--- begin ---
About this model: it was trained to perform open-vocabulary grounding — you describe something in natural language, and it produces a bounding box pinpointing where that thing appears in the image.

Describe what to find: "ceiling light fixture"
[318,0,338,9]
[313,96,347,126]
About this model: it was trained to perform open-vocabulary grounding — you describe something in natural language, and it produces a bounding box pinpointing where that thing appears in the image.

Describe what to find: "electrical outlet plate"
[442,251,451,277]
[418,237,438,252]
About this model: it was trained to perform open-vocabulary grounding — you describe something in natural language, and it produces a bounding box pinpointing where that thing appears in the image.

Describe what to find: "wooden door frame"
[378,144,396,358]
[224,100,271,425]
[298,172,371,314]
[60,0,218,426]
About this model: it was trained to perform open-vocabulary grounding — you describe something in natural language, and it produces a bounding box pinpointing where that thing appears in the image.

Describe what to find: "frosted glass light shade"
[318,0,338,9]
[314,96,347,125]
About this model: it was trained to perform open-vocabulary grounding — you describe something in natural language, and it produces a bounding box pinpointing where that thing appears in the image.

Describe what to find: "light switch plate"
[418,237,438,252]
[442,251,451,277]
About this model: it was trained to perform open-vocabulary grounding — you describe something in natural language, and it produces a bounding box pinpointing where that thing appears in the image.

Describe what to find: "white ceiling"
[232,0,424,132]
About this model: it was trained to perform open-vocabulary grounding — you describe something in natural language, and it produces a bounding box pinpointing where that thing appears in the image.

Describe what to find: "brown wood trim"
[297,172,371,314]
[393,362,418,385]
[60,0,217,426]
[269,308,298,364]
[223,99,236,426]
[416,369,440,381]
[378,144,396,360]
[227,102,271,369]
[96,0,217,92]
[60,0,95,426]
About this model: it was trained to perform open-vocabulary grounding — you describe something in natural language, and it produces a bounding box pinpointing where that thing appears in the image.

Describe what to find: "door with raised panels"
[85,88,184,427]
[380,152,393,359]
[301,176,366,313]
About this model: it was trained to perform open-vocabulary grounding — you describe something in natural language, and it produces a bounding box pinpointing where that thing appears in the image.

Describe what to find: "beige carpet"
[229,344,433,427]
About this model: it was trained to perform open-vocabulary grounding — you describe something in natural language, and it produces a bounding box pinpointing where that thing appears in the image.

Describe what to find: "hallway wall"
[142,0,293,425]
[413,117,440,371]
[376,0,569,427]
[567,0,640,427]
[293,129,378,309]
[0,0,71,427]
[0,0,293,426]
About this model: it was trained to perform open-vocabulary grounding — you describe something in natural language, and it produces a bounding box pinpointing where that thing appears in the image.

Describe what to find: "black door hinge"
--- end ---
#### WHAT IS EXPECTED
Set out each line of the entries above as a Markdown table with two columns, Row and Line. Number the rows in order and leave out blank lines.

#### TASK ANSWER
| Row | Line |
|---|---|
| 1 | About this model: it was trained to perform open-vocabulary grounding — you describe something in natural language, and it produces a bounding box pinpointing where that thing appears in the image. |
| 2 | Describe what to find: "ceiling light fixture" |
| 3 | [318,0,338,9] |
| 4 | [313,96,347,126] |
| 5 | About this model: it was trained to perform open-vocabulary grounding — you describe something in natural language, and it produces a bounding box pinpointing where that thing appears in the image. |
| 6 | Describe what to find: "electrical outlet plate" |
| 7 | [442,251,451,277] |
| 8 | [418,237,438,252] |
| 9 | About this model: it was trained to perform open-vocabulary grounding — you describe something in natural language, and it produces a bounding box pinpointing where that thing appears in the image. |
| 10 | Describe what to find: "wooden door frame" |
| 11 | [378,144,396,358] |
| 12 | [224,100,271,425] |
| 13 | [298,172,371,314] |
| 14 | [60,0,218,426] |
| 15 | About this model: it was trained to perform open-vocabulary grounding — you describe something in natural language, and it produces a bounding box pinpointing where that thing appears in the image. |
| 16 | Describe what to find: "frosted glass light shade" |
| 17 | [318,0,338,9] |
| 18 | [314,96,347,125] |
| 19 | About this model: it was trained to perform open-vocabulary grounding — you describe something in natural language, and it produces a bounding box pinpointing where that thing appears in the image. |
| 20 | Describe what to find: "light switch plate" |
| 21 | [418,237,438,252] |
| 22 | [442,251,451,277] |
| 23 | About this model: it was trained to perform open-vocabulary grounding — you describe something in natural language, and it produces a bounding box pinpointing where that thing appears in the image. |
| 24 | Describe what to find: "white ceiling" |
| 25 | [232,0,424,132] |
| 26 | About this model: it was trained to perform open-vocabulary grounding — you describe something in natural language, and it produces a bounding box pinpointing where that thing appears in the image. |
| 27 | Describe what to find: "brown wood trim" |
| 28 | [297,172,371,314] |
| 29 | [393,362,418,385] |
| 30 | [60,0,217,426] |
| 31 | [269,308,298,364] |
| 32 | [223,99,236,426] |
| 33 | [416,369,440,381] |
| 34 | [378,144,396,360] |
| 35 | [227,102,271,369] |
| 36 | [96,0,217,92] |
| 37 | [60,0,95,426] |
| 38 | About this model: it was trained to perform open-vocabulary grounding — you describe something in natural language, and it produces a bounding box pinpointing where that thing appears in the image. |
| 39 | Describe what to find: "door with raised panels" |
| 40 | [85,88,184,427] |
| 41 | [380,152,393,359] |
| 42 | [301,176,366,313] |
| 43 | About this model: it was trained to perform open-vocabulary grounding — you describe something in natural language, and it produces a bounding box pinpointing where that thing appears in the image. |
| 44 | Describe what to find: "beige carpet" |
| 45 | [229,344,433,427] |
| 46 | About this model: it was trained to perform open-vocabulary grounding — you describe something in natural language, and it produces a bounding box pinpointing where that thing appears in the image. |
| 47 | Describe what to find: "hallway wall" |
| 48 | [142,0,293,425] |
| 49 | [413,117,440,371] |
| 50 | [376,0,569,427] |
| 51 | [567,0,640,427] |
| 52 | [293,129,378,309] |
| 53 | [0,0,71,427] |
| 54 | [0,0,293,426] |
| 55 | About this model: it was trained to perform open-vocabulary grounding — you describe something in natural language, and it produces a bounding box pinpointing where that thing appears in the image. |
| 56 | Describe what to find: "black door hinge" |